**To be done**
Reproduce the listing starting at the line containing "For sports analytics purposes, locate the stair" and ending at the line containing "[372,135,387,159]", substituting "video still" for "broadcast frame" and leaving everything else unchanged.

***** Task input *****

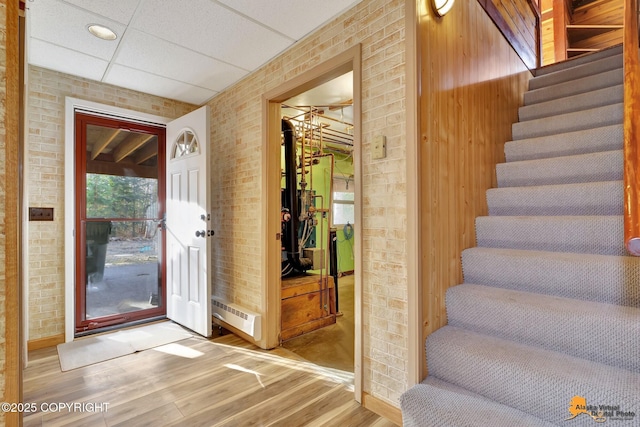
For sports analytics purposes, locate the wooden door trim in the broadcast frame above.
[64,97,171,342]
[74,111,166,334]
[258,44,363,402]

*****
***** Task input *****

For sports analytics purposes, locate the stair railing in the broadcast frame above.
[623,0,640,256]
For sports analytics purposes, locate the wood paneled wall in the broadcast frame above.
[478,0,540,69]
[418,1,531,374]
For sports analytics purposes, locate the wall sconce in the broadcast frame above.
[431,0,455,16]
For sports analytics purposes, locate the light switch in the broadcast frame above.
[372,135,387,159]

*****

**Result below**
For sports analytics purposes, locate the stair railing in the video still above.
[623,0,640,256]
For sports analytics purposes, locate the wood paneled wall in the video still above.
[478,0,540,69]
[418,1,531,374]
For sports analytics purposes, locate the wall sconce in the video still above.
[431,0,455,16]
For sports analytics purposes, locate the light switch in the video still above.
[372,135,387,159]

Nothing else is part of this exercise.